SET EXERCISE | Locate each line in the rows below that contains the word "vertical", and copy those lines. Case counts.

+++ RECORDS PROVIDED

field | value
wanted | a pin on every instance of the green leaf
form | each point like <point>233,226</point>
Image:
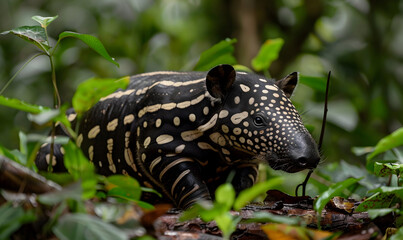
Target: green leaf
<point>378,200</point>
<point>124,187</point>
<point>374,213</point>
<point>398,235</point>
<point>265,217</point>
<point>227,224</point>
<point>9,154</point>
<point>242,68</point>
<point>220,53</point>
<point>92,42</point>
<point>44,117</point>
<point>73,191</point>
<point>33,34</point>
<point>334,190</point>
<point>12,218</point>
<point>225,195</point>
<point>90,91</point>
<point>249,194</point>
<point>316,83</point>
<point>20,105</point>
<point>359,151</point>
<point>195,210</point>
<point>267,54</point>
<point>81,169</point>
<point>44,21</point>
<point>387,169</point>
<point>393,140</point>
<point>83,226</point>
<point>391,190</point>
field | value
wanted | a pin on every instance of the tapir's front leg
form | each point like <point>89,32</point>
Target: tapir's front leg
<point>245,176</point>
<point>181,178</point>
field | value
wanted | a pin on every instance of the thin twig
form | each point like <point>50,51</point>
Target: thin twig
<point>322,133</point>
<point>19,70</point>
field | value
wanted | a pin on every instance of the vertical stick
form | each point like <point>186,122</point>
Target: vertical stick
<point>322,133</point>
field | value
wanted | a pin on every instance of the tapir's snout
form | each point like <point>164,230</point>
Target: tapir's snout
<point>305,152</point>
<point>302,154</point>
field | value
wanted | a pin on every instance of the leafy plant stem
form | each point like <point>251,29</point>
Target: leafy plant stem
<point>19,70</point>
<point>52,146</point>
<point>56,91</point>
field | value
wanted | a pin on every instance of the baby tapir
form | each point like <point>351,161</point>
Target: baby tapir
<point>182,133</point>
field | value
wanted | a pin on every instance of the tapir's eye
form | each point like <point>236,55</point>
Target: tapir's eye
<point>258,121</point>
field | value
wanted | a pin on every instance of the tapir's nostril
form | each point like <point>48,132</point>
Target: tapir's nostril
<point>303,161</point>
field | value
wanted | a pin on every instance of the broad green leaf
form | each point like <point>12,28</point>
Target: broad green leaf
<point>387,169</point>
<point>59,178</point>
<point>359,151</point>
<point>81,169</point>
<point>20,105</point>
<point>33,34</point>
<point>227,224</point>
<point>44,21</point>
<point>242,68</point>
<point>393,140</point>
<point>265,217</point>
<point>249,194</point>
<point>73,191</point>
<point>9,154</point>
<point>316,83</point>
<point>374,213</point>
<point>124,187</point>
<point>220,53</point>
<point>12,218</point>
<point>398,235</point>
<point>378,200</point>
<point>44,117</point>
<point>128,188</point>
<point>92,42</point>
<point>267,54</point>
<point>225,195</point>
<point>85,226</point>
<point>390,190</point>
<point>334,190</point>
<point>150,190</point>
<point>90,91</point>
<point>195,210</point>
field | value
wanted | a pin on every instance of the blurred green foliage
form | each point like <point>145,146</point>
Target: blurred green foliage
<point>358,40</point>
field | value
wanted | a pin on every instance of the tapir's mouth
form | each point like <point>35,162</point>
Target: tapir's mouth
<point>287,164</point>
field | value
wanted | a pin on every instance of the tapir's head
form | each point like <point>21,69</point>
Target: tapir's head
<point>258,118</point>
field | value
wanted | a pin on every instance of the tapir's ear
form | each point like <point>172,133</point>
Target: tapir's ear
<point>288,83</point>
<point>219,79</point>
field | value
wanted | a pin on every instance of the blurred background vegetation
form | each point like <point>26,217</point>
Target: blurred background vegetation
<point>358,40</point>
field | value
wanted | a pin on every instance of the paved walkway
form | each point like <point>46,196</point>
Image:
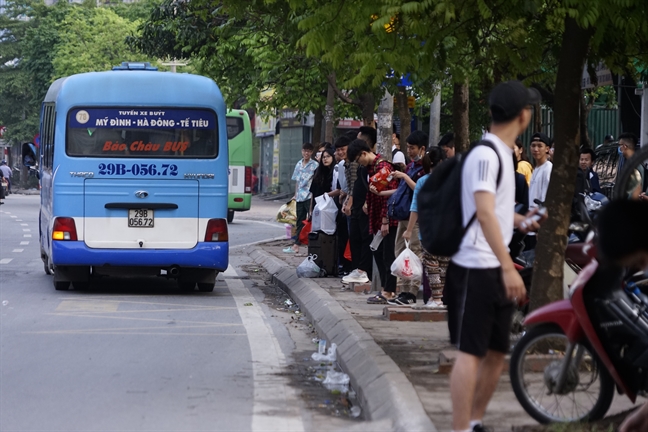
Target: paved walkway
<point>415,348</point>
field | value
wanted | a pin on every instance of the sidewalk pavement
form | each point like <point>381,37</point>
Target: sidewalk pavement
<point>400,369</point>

++++++
+++ RECORDS PROVIDED

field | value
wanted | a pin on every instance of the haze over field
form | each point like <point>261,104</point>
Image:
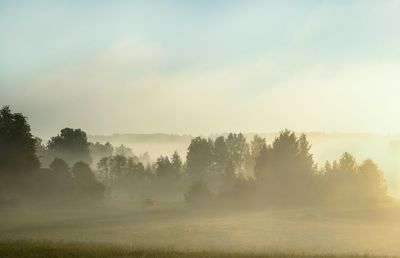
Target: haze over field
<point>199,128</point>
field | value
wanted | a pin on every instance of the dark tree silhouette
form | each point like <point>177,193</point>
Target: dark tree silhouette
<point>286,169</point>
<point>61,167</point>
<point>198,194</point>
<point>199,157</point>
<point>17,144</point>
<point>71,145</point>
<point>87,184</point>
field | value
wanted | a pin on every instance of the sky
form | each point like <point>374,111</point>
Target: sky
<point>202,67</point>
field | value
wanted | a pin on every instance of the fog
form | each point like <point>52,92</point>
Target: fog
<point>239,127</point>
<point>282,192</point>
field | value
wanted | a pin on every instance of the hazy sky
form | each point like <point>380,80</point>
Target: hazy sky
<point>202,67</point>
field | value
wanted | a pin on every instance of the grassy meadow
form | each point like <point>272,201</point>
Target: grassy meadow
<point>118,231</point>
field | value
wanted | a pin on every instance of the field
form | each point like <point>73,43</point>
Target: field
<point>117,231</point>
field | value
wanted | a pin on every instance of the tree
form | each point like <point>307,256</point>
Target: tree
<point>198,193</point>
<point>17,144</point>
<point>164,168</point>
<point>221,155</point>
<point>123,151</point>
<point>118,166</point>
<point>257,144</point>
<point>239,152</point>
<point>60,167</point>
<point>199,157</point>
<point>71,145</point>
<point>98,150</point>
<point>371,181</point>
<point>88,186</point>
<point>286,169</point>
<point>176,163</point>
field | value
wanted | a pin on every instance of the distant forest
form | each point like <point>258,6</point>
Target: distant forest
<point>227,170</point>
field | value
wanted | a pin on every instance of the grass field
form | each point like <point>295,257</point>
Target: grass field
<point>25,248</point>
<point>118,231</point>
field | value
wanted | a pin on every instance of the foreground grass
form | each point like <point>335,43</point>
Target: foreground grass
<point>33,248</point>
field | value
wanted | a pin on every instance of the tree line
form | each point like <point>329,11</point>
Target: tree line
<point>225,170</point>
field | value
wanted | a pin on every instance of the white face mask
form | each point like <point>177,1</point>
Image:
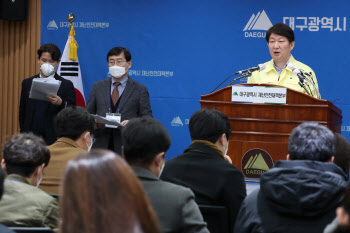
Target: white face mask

++++++
+++ RECORDS PROVIDED

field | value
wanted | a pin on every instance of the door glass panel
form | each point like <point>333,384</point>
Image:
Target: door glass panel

++++++

THE RESPONSE |
wanted | a pin on every instance of the vertical stick
Target: vertical stick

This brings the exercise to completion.